### Directions:
Write out exactly, with no other output, the lines below from the one that contains "Can you locate the cluster" through the end.

>> start Supplied material

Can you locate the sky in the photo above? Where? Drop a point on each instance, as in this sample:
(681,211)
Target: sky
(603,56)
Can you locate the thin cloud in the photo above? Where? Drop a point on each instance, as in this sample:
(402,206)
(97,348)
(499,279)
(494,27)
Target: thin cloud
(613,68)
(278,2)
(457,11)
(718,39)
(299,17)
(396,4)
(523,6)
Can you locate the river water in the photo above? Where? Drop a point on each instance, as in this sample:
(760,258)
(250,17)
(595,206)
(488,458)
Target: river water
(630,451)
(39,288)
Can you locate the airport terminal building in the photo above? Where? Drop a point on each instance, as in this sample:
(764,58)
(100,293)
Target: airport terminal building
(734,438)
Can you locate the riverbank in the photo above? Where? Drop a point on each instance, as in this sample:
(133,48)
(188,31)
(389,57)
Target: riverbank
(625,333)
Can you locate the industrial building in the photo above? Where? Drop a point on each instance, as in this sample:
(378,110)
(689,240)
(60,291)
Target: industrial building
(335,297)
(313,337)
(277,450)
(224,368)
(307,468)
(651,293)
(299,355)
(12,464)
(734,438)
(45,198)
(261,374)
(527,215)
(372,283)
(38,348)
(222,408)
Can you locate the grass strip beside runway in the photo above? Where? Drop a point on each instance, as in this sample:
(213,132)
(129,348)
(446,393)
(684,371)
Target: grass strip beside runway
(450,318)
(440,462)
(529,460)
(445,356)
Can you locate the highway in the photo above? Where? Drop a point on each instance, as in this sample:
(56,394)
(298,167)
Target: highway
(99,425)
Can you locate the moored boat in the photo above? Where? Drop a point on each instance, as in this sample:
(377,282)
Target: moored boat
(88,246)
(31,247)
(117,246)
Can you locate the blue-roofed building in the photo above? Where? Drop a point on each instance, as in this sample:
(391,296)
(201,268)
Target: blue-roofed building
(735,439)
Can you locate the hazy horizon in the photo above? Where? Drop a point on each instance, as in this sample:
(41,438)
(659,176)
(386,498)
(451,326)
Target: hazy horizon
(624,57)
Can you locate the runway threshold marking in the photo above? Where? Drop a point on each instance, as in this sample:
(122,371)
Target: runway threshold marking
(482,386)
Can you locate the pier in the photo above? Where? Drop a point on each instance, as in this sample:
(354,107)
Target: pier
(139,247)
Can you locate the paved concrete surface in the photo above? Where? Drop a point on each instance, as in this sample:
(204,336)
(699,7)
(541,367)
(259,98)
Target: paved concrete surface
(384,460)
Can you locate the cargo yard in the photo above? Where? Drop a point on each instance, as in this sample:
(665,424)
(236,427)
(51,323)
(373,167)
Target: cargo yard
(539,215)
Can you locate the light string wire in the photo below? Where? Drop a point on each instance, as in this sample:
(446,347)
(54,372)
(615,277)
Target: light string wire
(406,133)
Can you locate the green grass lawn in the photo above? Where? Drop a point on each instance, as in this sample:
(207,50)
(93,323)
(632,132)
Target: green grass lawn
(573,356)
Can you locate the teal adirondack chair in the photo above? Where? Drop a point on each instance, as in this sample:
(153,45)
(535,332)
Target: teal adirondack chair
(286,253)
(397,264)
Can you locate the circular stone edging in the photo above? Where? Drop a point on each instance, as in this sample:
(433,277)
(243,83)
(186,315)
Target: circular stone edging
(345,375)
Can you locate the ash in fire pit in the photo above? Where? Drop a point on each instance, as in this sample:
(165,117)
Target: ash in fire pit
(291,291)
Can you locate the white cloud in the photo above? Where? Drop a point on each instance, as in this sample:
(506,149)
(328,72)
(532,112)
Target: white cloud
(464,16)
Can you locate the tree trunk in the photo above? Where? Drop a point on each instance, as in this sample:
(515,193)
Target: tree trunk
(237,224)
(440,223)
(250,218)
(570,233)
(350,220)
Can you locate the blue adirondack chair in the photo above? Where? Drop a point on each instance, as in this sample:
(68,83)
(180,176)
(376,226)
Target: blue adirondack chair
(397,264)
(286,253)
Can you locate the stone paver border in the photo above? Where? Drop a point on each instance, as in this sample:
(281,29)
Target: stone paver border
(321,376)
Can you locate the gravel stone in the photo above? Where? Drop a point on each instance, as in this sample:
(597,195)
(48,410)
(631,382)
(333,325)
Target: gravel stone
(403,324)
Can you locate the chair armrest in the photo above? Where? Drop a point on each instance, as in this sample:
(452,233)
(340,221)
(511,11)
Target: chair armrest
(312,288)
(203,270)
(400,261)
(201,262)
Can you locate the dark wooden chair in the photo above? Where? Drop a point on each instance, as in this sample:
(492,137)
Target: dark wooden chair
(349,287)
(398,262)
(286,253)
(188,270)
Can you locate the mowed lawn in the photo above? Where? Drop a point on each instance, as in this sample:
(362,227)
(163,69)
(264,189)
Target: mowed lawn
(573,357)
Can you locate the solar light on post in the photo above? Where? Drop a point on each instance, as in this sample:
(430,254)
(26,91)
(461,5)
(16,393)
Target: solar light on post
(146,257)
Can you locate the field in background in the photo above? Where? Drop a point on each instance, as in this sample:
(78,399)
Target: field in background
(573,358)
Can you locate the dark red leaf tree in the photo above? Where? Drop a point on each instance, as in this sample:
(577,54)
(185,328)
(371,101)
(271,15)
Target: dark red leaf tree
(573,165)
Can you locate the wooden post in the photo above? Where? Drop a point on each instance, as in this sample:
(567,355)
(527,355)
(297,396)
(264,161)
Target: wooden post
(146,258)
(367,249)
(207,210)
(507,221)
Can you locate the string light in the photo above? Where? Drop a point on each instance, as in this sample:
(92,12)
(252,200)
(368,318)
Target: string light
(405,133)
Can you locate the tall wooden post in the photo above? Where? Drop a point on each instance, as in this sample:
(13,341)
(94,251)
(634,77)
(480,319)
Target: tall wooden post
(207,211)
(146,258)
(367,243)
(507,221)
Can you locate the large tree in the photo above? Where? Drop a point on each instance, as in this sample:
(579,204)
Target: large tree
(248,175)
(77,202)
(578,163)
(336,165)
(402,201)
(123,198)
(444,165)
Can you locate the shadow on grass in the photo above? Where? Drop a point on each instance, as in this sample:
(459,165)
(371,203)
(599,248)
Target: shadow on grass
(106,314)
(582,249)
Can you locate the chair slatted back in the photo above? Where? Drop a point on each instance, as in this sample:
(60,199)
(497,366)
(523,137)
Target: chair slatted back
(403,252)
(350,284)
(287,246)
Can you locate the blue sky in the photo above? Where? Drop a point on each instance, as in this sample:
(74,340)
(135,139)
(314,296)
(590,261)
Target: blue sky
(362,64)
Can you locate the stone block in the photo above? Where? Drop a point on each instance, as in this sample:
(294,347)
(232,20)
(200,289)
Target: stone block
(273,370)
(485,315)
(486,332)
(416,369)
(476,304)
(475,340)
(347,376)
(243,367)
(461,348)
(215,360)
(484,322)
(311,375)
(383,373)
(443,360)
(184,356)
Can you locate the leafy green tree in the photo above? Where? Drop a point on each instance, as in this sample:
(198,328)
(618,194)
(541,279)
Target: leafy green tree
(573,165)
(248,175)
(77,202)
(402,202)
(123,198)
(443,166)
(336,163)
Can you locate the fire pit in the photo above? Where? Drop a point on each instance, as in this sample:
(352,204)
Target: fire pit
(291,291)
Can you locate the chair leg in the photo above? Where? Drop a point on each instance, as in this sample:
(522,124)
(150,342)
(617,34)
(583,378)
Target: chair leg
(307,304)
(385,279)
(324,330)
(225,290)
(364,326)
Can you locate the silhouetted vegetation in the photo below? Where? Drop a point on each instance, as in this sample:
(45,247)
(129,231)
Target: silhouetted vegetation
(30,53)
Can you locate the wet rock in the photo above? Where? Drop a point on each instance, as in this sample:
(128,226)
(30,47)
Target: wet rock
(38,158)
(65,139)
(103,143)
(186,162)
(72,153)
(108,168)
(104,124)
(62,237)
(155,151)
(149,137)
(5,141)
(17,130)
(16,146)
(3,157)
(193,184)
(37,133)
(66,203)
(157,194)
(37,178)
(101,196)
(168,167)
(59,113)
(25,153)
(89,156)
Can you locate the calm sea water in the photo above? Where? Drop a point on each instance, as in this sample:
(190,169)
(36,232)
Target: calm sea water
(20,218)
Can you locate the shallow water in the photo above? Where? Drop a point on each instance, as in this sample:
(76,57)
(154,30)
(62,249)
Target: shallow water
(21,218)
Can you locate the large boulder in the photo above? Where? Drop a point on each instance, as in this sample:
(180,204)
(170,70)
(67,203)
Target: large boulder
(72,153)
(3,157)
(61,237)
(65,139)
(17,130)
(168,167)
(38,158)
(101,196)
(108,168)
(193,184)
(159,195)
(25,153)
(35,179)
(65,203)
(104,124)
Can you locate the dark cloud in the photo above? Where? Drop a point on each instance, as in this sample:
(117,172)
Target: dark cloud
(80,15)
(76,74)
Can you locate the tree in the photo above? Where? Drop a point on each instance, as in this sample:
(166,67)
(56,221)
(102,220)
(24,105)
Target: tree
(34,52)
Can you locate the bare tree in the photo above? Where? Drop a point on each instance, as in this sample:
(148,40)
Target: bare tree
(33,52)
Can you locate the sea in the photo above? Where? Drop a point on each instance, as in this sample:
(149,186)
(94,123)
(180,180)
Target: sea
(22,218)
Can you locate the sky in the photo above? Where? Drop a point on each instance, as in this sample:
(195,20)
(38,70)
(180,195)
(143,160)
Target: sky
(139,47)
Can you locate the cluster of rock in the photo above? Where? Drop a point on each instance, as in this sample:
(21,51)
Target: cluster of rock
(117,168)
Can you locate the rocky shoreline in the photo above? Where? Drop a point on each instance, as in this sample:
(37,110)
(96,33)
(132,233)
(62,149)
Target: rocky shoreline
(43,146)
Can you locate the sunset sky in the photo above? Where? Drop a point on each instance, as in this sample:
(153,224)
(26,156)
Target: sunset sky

>> end Supplied material

### Final result:
Can you locate the cluster of rock in the photo above? Where? Drop a point on each instance, as in this sample:
(21,51)
Target: cluster of rock
(117,168)
Can you locate the rocky shoreline in the photo above? Where? Drop a point on each instance, as in this sample:
(37,110)
(96,33)
(132,233)
(62,149)
Target: rocky shoreline
(43,146)
Can you locate the sunset sky in the photo above? Where? Drop a point on each instance, as in this sample:
(153,224)
(26,156)
Target: sunset sky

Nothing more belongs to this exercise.